[[ TEXT SEGMENT, beginning ]]

Studio album by Allison Russell
- Released: July 10, 2026
- Genre: Americana
- Length: 41:58
- Label: Black Wonder
- Producers: Allison Russell; Dim Star;

Allison Russell chronology
| The Returner (2023) | In the Hour of Chaos (2026) |  |

= In the Hour of Chaos (album) =

In the Hour of Chaos is the third studio album by the Canadian musician Allison Russell. It was released by Black Wonder LLC, an imprint of Fantasy Records, on July 10, 2026. Conceived as a "collaborative song suite," all but one of the eleven songs on the album has a guest artist.

== Composition ==
In the Hour of Chaos is made up of 11 songs, with Russell joined by other singers on all but the first song.

== Critical reception ==

The album received positive reviews from music critics, many of whom praised the collaborative nature of the album and the execution of the songs.

Professional ratings
Review scores
| Source | Rating |
| Hot Press | 8/10 |

== Track listing ==

| No. | Title | Length |
|---|---|---|
| 1. | "Rainbows" | 3:41 |
| 2. | "No Springtime" (featuring Joy Oladokun and Julie Williams) | 3:20 |
| 3. | "Cold April" (featuring Kara Jackson, Denitia, and Explore! Pop Choir) | 3:09 |
| 4. | "Black Lavender" (featuring Brittney Spencer) | 3:01 |
| 5. | "Really Real" (featuring Norah Jones) | 3:25 |
| 6. | "Just Like Saturday" (featuring Ruby Amanfu) | 2:54 |
| 7. | "Chaos Theory" (featuring Kyshona and Sara Watkins) | 5:09 |
| 8. | "Love Is a Golden Lion" (featuring Devon Gilfillian) | 2:57 |
| 9. | "Searchlight" (featuring Kashus Culpepper) | 4:10 |
| 10. | "Two Stars" (featuring Chibueze Ihuoma) | 4:39 |
| 11. | "Good Omens" (featuring Ahya Simone) | 5:45 |
| Total length: |  | 41:58 |

==Personnel==
Credits are adapted from Tidal.

[[ TEXT SEGMENT, end ]]

WORK INSTRUCTION A: Retype the album article between "In the Hour of Chaos is the" and "the first song.", inclusive.
WORK INSTRUCTION B: Swap "rough mask" for "coarse mask" in the entries from their start through the line holding "box: [103, 139, 111, 169]", inclusive, changing nothing else. Give only those lines, and leave the pictures out.
The entries that come next have no connection to the album article.

[[ SUPPLIED RECORDS, beginning ]]

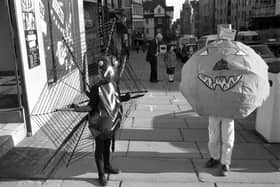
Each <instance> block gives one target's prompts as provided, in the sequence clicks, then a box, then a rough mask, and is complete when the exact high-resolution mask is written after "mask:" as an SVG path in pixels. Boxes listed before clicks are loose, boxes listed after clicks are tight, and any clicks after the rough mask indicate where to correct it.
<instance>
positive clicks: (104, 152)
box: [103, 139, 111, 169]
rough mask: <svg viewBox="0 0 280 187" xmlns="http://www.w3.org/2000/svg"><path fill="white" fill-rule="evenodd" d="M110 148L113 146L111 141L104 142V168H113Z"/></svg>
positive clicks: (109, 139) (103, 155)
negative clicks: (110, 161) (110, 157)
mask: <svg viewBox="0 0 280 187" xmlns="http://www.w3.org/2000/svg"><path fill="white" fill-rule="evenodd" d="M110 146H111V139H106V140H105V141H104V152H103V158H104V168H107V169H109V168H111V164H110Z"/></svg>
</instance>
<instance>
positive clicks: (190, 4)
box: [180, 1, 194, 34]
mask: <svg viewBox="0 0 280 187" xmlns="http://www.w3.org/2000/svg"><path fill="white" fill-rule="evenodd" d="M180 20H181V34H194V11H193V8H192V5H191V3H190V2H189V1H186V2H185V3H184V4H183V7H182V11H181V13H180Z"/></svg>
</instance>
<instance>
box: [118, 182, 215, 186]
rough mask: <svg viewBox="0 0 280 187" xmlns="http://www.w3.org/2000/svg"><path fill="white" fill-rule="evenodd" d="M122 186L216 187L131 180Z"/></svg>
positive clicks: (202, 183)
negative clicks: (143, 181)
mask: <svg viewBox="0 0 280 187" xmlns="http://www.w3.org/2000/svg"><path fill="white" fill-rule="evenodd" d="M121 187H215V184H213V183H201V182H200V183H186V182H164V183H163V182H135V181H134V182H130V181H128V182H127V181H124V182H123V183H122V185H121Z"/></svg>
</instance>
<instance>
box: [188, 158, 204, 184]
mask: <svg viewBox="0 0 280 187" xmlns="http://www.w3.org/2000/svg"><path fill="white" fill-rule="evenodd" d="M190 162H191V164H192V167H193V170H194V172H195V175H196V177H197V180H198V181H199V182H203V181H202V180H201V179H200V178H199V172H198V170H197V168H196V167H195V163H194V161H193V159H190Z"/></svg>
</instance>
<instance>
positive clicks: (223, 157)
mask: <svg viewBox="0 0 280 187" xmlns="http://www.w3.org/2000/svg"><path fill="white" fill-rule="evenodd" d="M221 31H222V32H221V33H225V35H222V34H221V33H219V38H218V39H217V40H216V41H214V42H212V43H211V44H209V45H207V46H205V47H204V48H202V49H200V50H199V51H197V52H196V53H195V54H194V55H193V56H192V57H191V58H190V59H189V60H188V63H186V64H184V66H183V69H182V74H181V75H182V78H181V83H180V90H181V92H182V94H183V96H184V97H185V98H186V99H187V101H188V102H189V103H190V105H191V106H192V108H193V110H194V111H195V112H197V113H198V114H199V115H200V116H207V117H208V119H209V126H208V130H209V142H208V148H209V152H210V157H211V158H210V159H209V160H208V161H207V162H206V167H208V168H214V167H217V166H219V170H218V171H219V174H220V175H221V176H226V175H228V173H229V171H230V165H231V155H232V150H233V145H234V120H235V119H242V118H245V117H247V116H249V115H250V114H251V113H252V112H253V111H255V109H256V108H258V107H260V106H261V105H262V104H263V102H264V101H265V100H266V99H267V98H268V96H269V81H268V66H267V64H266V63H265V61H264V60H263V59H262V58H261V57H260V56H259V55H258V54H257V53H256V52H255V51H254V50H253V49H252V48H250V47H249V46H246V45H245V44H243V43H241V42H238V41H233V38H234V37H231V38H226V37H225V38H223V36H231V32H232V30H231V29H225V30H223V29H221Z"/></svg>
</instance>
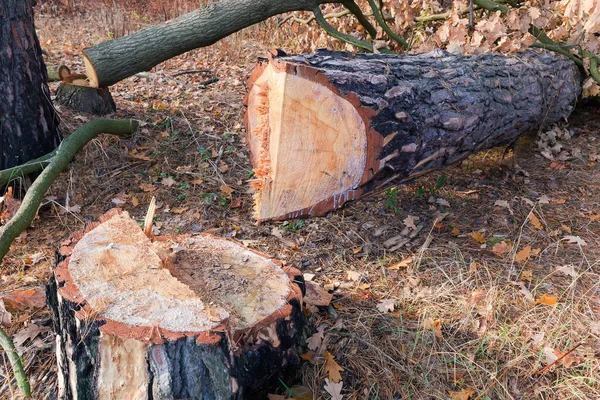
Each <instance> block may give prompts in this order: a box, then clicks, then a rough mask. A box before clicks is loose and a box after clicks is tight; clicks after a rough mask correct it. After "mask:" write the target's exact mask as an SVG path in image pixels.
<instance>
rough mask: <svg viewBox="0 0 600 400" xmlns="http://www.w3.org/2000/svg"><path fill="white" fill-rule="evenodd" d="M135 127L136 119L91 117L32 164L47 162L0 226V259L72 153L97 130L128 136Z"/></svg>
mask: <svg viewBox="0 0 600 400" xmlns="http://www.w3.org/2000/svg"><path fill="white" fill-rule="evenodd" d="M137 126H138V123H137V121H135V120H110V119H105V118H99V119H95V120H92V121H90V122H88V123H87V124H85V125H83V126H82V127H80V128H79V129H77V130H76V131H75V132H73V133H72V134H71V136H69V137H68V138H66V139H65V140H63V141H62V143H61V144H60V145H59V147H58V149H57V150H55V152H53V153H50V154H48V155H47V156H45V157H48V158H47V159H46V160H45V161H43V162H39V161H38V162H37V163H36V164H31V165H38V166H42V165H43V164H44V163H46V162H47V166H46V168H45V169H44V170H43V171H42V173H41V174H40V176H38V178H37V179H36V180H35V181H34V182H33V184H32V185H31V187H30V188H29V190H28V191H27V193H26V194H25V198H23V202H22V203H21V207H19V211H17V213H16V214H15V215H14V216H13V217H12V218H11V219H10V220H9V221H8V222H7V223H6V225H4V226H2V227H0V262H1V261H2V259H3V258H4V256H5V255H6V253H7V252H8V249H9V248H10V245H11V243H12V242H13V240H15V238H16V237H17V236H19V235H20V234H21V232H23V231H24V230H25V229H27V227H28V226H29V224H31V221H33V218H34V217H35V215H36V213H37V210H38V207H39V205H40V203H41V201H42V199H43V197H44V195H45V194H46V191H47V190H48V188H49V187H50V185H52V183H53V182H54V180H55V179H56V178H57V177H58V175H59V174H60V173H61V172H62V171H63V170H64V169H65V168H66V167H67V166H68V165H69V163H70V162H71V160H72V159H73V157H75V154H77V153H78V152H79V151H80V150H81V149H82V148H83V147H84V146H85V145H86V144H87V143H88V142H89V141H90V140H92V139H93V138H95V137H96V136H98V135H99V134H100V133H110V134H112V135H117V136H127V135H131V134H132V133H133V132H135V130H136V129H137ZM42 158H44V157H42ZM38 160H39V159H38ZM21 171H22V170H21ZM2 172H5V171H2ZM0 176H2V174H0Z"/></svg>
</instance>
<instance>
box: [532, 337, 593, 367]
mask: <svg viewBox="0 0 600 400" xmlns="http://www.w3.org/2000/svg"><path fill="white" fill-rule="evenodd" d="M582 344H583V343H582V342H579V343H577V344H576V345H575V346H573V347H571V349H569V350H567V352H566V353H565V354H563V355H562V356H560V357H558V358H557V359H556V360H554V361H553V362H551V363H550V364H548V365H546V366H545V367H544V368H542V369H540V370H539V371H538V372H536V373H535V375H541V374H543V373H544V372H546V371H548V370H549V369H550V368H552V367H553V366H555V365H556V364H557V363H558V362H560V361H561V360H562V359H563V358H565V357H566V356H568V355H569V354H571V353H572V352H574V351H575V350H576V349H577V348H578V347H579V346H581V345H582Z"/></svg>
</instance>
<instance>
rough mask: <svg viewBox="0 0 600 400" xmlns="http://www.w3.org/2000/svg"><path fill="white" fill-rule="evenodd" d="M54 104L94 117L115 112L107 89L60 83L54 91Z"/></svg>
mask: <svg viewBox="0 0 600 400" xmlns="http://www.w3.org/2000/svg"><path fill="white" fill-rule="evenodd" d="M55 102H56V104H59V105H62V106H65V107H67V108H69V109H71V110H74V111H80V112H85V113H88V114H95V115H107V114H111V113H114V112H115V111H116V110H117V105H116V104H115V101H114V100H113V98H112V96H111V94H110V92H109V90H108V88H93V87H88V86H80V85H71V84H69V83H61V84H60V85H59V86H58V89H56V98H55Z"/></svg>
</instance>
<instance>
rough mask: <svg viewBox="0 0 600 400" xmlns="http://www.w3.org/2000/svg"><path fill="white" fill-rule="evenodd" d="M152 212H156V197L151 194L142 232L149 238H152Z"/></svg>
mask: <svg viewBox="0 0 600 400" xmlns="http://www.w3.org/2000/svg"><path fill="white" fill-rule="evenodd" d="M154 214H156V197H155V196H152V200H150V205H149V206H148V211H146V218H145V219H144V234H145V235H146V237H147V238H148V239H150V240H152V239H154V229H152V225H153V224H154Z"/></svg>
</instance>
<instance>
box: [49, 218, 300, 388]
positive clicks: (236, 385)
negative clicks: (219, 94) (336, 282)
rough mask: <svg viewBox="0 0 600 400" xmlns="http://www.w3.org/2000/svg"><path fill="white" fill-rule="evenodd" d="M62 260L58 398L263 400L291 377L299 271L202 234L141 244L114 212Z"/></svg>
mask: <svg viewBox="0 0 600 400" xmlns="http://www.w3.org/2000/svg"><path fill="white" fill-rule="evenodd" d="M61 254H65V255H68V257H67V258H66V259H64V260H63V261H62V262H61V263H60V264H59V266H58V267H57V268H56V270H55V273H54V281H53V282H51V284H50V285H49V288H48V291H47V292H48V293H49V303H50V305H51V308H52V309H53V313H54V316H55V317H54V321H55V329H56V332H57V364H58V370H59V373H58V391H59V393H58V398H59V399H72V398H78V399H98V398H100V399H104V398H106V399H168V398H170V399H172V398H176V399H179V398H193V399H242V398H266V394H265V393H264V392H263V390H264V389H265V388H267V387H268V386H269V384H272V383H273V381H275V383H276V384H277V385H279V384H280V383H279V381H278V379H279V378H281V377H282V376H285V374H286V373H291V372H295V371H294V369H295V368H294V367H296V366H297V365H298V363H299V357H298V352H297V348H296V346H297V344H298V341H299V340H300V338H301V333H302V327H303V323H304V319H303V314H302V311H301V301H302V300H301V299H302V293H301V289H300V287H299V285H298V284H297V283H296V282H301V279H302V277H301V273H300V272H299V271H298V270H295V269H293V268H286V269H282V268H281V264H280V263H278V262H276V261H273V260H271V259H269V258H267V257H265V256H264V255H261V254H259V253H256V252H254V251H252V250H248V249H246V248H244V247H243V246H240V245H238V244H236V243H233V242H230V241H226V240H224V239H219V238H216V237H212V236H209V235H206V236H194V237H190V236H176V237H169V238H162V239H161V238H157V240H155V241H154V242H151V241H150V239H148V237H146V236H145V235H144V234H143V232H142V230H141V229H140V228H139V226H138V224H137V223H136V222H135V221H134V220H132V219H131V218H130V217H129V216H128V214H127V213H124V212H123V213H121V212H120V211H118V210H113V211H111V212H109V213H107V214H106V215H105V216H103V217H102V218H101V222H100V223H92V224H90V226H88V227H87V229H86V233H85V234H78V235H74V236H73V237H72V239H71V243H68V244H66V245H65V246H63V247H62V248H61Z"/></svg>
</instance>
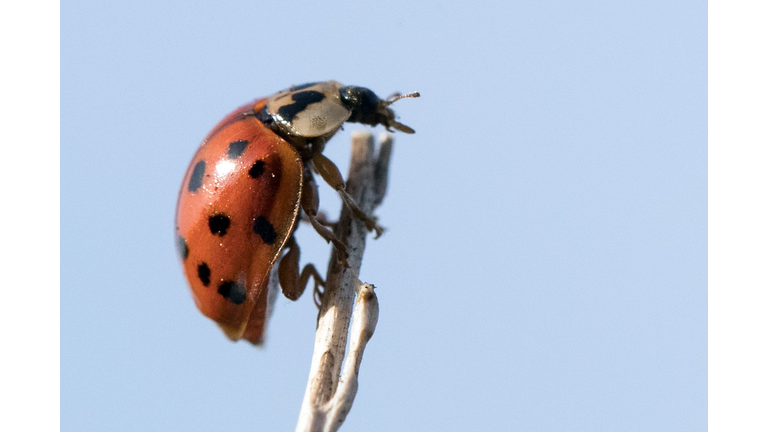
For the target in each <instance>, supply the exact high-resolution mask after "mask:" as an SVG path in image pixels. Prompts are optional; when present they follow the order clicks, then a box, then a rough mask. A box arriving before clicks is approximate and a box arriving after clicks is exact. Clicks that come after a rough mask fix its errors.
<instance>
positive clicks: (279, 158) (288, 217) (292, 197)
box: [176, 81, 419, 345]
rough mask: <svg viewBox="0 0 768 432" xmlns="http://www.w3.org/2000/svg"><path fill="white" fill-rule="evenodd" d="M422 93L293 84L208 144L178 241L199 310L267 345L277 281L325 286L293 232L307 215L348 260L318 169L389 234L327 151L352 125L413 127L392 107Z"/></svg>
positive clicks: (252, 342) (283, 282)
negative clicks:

[[ SUPPLIED RECORDS, end ]]

PROBLEM SOLUTION A:
In the Hour of Chaos is the third studio album by the Canadian musician Allison Russell. It was released by Black Wonder LLC, an imprint of Fantasy Records, on July 10, 2026. Conceived as a "collaborative song suite," all but one of the eleven songs on the album has a guest artist.

== Composition ==
In the Hour of Chaos is made up of 11 songs, with Russell joined by other singers on all but the first song.

PROBLEM SOLUTION B:
Each <instance> block gives one target's prompts as provided, in the sequence clicks, then a box, then a coarse mask, and is complete when the exact high-resolution mask is written after "mask:" as an SVG path in pixels. Boxes listed before clicks are loose, boxes listed after clicks are tight, and any clicks after the coarse mask indicate where to correct it.
<instance>
positive clicks: (104, 152)
box: [103, 139, 111, 169]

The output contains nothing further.